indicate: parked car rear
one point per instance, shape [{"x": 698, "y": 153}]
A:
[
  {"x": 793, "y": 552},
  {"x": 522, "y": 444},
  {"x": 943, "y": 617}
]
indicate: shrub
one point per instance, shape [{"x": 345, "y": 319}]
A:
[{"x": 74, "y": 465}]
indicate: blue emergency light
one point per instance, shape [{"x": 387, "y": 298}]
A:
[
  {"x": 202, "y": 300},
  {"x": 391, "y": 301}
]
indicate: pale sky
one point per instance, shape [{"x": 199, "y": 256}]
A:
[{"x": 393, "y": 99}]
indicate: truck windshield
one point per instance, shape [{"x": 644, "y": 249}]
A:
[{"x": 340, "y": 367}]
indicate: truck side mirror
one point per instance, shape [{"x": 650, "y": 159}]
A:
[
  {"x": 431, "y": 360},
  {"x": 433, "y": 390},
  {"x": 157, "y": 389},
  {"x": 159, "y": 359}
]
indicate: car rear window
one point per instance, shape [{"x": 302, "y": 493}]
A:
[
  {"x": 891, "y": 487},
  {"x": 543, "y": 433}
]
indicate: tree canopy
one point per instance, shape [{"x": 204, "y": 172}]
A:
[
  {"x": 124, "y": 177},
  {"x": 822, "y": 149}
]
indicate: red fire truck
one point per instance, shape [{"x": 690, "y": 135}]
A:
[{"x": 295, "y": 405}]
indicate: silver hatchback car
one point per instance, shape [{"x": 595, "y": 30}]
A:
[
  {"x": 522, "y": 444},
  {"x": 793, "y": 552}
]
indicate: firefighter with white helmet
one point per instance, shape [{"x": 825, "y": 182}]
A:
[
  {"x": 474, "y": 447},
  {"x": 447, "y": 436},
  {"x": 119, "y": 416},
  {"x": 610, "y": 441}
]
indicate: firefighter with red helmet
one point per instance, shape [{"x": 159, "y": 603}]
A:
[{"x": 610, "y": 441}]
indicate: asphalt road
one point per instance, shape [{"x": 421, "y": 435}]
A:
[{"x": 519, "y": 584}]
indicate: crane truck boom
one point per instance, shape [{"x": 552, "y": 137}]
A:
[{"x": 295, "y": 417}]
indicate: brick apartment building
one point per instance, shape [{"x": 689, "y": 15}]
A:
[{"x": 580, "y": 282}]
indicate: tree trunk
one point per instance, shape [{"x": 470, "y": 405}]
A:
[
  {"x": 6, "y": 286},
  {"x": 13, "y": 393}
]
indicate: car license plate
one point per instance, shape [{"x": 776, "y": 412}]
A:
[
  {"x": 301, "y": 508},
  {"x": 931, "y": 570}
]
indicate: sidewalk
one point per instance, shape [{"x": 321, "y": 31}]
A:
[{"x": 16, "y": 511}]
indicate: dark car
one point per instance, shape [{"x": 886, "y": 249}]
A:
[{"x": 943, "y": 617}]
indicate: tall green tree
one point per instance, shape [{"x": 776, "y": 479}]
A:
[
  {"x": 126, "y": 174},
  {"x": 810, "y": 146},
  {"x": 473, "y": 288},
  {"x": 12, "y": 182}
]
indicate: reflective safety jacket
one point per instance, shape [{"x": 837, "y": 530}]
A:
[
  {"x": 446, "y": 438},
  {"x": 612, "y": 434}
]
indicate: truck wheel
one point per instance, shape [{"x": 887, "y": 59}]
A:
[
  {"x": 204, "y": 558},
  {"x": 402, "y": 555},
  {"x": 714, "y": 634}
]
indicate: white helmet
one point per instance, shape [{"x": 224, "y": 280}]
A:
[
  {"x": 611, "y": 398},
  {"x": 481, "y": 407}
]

════════

THE REQUEST:
Reproduce verbatim the stretch of lines from the line containing "indicate: asphalt road" through the final line above, with both ends included.

EXPECTED OUTPUT:
indicate: asphalt road
one point per instance, shape [{"x": 421, "y": 435}]
A:
[{"x": 519, "y": 584}]
indicate: crane truck boom
one point per instance, shape [{"x": 552, "y": 137}]
A:
[{"x": 295, "y": 417}]
indicate: brick apartment building
one point per instance, shape [{"x": 689, "y": 15}]
A:
[{"x": 580, "y": 282}]
indicate: tree trunk
one point per instance, shape [{"x": 470, "y": 405}]
A:
[
  {"x": 6, "y": 286},
  {"x": 13, "y": 393}
]
indicate: car license plate
one point per instance, shape [{"x": 776, "y": 412}]
A:
[
  {"x": 301, "y": 508},
  {"x": 931, "y": 570}
]
indicate: sidewalk
one point per instance, shape [{"x": 321, "y": 31}]
A:
[{"x": 16, "y": 511}]
indicate: dark car
one point per instance, shape [{"x": 886, "y": 249}]
A:
[{"x": 943, "y": 617}]
indicate: tall green tree
one point per instance, shape [{"x": 776, "y": 479}]
A:
[
  {"x": 126, "y": 174},
  {"x": 810, "y": 146},
  {"x": 473, "y": 288},
  {"x": 12, "y": 182}
]
indicate: reflective safety jacket
one point per instance, shape [{"x": 837, "y": 530}]
A:
[
  {"x": 446, "y": 438},
  {"x": 612, "y": 434}
]
indicate: truck wheel
one point per instance, shape [{"x": 887, "y": 59}]
A:
[
  {"x": 204, "y": 558},
  {"x": 402, "y": 555},
  {"x": 714, "y": 634}
]
indicate: white helmet
one point per instance, shape [{"x": 224, "y": 280}]
A:
[
  {"x": 611, "y": 398},
  {"x": 481, "y": 407}
]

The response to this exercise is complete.